What is wanted is the line holding "Query: person's head" and every later line through the end of the entries, set down exactly.
[[ Supplied information, beginning ]]
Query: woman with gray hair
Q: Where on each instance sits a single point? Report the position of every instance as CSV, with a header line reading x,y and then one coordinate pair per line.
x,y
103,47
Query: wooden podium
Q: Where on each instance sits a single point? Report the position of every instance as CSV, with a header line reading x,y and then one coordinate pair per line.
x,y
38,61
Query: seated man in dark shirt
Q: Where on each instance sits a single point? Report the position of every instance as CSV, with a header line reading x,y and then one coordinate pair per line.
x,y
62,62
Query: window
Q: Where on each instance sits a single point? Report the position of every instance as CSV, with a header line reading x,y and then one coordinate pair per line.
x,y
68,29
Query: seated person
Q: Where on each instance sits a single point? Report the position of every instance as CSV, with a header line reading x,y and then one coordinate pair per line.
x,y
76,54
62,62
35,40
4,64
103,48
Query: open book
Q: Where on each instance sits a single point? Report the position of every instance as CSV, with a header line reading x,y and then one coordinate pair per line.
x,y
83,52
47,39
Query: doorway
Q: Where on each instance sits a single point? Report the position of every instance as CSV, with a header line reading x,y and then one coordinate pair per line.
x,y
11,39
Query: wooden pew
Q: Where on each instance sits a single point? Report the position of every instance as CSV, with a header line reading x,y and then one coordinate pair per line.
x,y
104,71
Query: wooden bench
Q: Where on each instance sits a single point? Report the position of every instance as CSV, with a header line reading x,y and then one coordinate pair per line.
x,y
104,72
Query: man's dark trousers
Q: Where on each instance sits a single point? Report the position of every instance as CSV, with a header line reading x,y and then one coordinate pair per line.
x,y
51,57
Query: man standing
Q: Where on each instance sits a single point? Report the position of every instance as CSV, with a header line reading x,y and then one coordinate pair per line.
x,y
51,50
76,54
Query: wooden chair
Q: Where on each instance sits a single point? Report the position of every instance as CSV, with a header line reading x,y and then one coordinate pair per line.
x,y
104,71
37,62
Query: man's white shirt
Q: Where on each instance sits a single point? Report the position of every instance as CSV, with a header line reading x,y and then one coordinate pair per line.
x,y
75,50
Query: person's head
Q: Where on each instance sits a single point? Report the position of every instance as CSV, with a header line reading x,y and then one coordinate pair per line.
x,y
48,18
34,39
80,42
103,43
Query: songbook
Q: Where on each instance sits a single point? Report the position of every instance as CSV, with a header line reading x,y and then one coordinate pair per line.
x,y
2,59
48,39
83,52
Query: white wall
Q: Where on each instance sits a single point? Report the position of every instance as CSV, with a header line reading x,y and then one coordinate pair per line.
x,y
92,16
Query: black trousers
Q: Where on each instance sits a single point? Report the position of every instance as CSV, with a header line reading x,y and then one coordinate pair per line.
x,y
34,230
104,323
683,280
[[ Supplied information, end ]]
• **Solution to this task**:
Query: person's head
Q: Where on each instance sits a single point? Report the position of every instance as CSV, with a header line reading x,y and then one coordinate pair per line.
x,y
48,18
34,39
80,42
103,43
Query: songbook
Q: Where on each instance sits a single point? Report the position of every instance as CSV, with a header line reading x,y and then one coordinate pair per line.
x,y
2,59
48,39
83,52
Query: white wall
Q: Where on each instance sits a single point? Report the position of every instance as CSV, with a header line reading x,y and then one coordinate pair per line.
x,y
92,16
Query: black trousers
Q: Where on each instance sits a single point? Report the position of every instance as CSV, with a header line reading x,y and then one coordinate pair per line.
x,y
34,230
104,323
683,280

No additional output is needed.